═════ Extract
But wait, it becomes more ominous yet. Gas taxes are the single largest funding source for the nation's highways. Americans pay an average of 47 cents a gallon for fuel taxes. In Canada it comes to $1 a gallon, $1.90 in Japan and $ 4.50 in Britain, all according to the International Energy Administration.

In the wake of the deadly 35W collapse the House Transportation Committee called for a fuel tax hike. More specifically, Congressman James Oberstar (D.Minn) indicated he would introduce legislation to fund bridge repairs and increase their inspections. According to Oberstar, a 5-cent increase in the gas tax would pay for a three year program that would generate some $8.5 billion a year. I repeat, we are talking about a five cent increase on the gas tax, in order to tackle an urgently needed and clearly dangerous infrastructure problem. A problem that should have long since been the focus of remedial government action.

President Bush's immediate and intemperate reaction to Oberstar's proposal was to dismiss it out of hand, admonishingly lecturing Oberstar and his Congressional colleagues, "Before we raise taxes, which could effect economic growth, I would urge the Congress to examine how they set priorities."

It begs the question, what are the president's priorities? Well consider this. In 2001 when the president took office the average price of conventional retail gasoline was $1.45 a gallon according to the U.S. Energy Information Administration. By mid July 2007, the price was $3.05 per gallon, a difference of $1.60 a gallon or over 100% , or more to the point , by a factor of 32 times the five cent increment in gas tax proposed by Representative Oberstar to deal with a critically important issue. Here is a problem, tax foe or friend, that needs fixing. And yet President Bush is determined to continue on this course of obstruction if government taxes are the remedy. In contrast, over the past six years, he has done virtually nothing to arrest the egregious excesses of an oil industry empowered to tax each and everyone of us with runaway cartel manipulated prices.

The jump in gasoline prices is the direct result of the tripling of oil prices since Bush's inauguration in January 2001. Only two days ago William Ramsay, Deputy Director of the International Energy Agency urged Opec to increase production. He said oil prices in the region of $70 a barrel were too high and a threat to the world economy. So too did Britain's Prime Minister Gordon Brown exclaim his impatience with Opec manipulation while still Chancellor of the Exchequer, accusing Opec of doubling the price of oil within a twelve month period by withholding production from the marketplace. He went so far as to call the Saudi Ambassador to voice his displeasure. By contrast within the last six years our White House has done nothing meaningful to signal our displeasure if not disgust with our Saudi friends who are in effect the putative leaders of OPEC.
══════════
═════ Given data
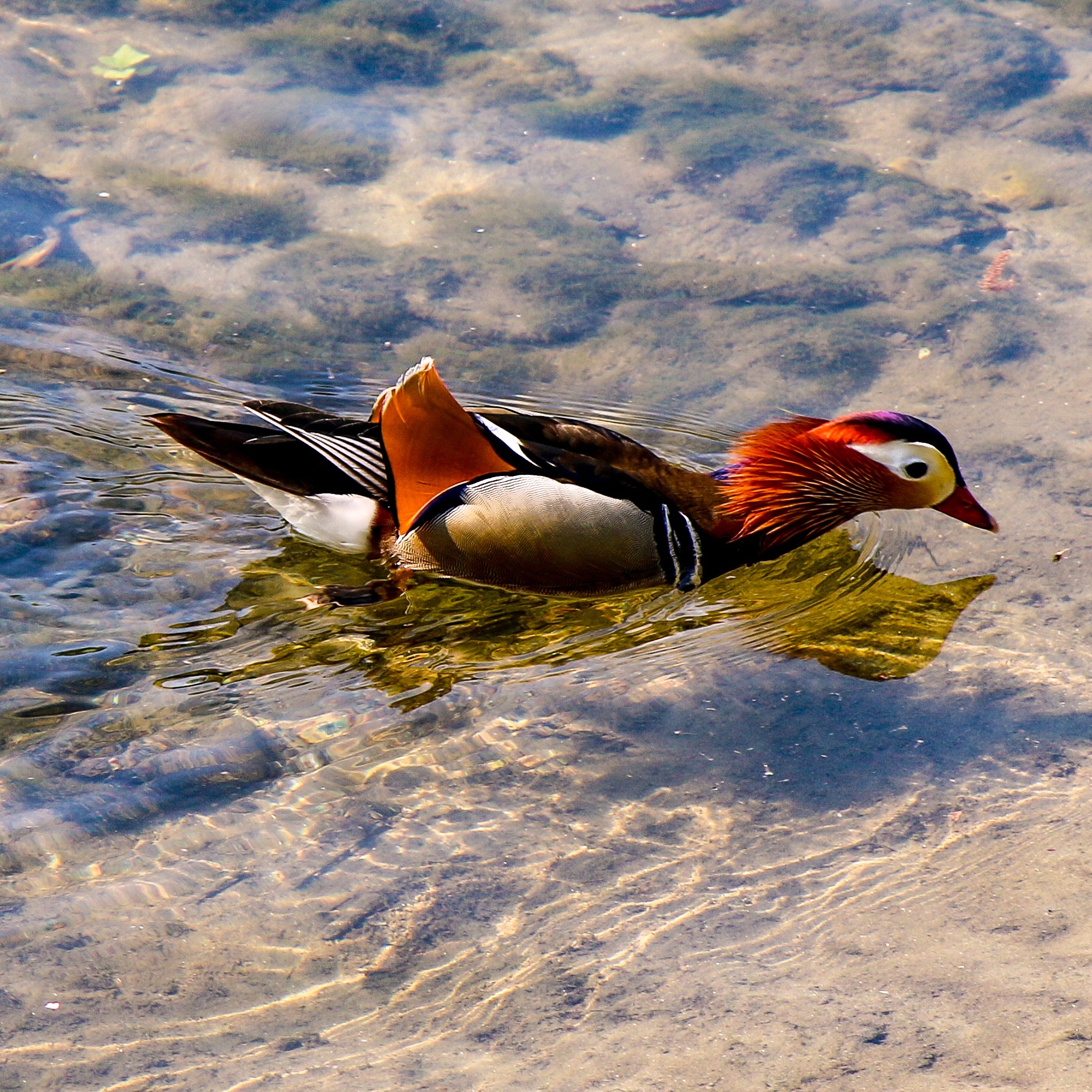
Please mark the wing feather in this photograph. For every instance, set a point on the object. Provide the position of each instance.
(354, 447)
══════════
* What you should do *
Extend the gas tax piece with a few more paragraphs that pick up after its final sentence. The lines have nothing to do with the gas tax piece.

* Result *
This in spite of the fact that we are the de facto guarantor of Saudi independence as clearly evidenced by the massive US fleet sailing the Arabian Gulf to protect Saudi shipping lanes, and if need be, Saudi Arabia itself. The US Arabian fleet is now at its greatest level of strength ever, and at a cost of about $100 million a day. That comes to some $35 billion a year to American taxpayers.

In this madhouse relationship, the President's initiatives are not limited to the shores of Arabia but extend to our shores as well. Congress has passed resolutions to nullify the sovereign immunity that Opec state companies enjoy in our courts, that will make them subject to laws of the land much as any other commercial enterprise. Yet President Bush, in support of the Saudis and in turn Opec, has made it be known that he would veto such a measure.

All this, and the administration's myriad tax breaks for big oil, its near giveaway of oil leases, its appointments to both the Interior and Energy Departments of oil flacks and oil hires, its support and protection of 'K' Street lobbyists, have all created a dramatic disequilibrium. Representative Oberstar is lectured by the President for asking for a five cent gas tax that would fund a program to rebuild our bridges. Yet where is the presidential hectoring when Exxon-Mobil cashes in $40 billions in annual profits lifted from a phony oil market which in and of itself has become a massive tax on the public weal.

The handling of this issue alone borders on the catastrophic. I don't know what they taught Mr. Bush at Harvard Business. But such levels of intransigence, tunnel vision and partisanship would have found a swift exit from the corner office in the real world.